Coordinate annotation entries

(begin)

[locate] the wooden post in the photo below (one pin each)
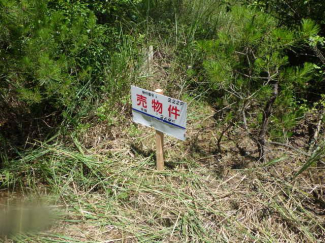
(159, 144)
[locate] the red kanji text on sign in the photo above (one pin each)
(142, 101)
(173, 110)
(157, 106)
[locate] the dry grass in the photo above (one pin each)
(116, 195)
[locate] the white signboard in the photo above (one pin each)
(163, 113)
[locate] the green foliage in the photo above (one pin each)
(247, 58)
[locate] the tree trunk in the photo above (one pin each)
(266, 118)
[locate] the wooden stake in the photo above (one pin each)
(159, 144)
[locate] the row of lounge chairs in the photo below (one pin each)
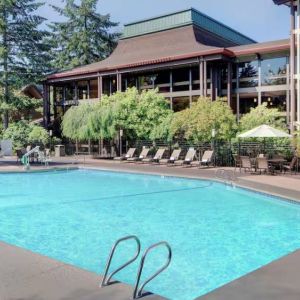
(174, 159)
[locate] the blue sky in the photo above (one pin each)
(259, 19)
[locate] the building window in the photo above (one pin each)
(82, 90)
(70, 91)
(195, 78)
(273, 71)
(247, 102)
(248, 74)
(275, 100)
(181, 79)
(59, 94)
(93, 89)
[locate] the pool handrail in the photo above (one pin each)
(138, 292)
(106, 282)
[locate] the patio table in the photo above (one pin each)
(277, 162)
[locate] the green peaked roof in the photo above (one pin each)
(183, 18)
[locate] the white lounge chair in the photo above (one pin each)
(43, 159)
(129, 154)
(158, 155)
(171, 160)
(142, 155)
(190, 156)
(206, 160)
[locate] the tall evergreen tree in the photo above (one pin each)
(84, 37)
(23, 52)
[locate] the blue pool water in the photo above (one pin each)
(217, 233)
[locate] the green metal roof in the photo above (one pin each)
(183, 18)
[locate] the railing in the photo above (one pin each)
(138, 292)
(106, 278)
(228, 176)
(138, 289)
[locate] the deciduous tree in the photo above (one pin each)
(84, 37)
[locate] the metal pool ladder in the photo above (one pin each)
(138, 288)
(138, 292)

(end)

Task to carry out: Rewrite all the records, replacing "one pin each" with "one point each" everywhere it occurs and changing nothing else. Leave the pictures out.

Answer to this task:
[locate] the wooden post in the photo below (one point each)
(159, 144)
[locate] the red kanji text on sign in the photo above (one point each)
(142, 101)
(173, 110)
(157, 106)
[locate] the dry grass in the photo above (one point each)
(116, 195)
[locate] the white signboard in the photo above (one point each)
(163, 113)
[locate] the green foliage in the photo above (one point each)
(247, 58)
[locate] the tree trunk in the photo above (one point each)
(266, 118)
[locate] the wooden stake in the photo above (one point each)
(159, 144)
[locate] the row of lounge chairs in the photo below (one point each)
(174, 159)
[locate] the blue sky in the photo above (one point each)
(259, 19)
[locate] the building window in the photo above (one point each)
(82, 90)
(70, 91)
(195, 78)
(273, 71)
(247, 102)
(248, 74)
(275, 100)
(181, 79)
(59, 94)
(93, 89)
[locate] the pool handrail in the photo above (one point each)
(138, 292)
(106, 282)
[locate] the patio table in the photo above (one point each)
(277, 162)
[locate] the green peaked roof in the photo above (one point each)
(183, 18)
[locate] the white lounge chair in the photo above (one point each)
(43, 159)
(129, 154)
(158, 155)
(171, 160)
(142, 155)
(190, 156)
(206, 160)
[locate] the tall evergreen tree in the photo above (one point each)
(84, 37)
(23, 52)
[locate] the blue pool water in the photo above (one point each)
(217, 233)
[locate] the green metal roof in the photo above (one point each)
(183, 18)
[locate] the railing in the photo above (one point each)
(138, 292)
(106, 278)
(228, 176)
(138, 289)
[locate] the deciduous tree in the photo above (one point each)
(84, 37)
[locate] the metal pool ladder in the photo above (one point each)
(138, 288)
(138, 292)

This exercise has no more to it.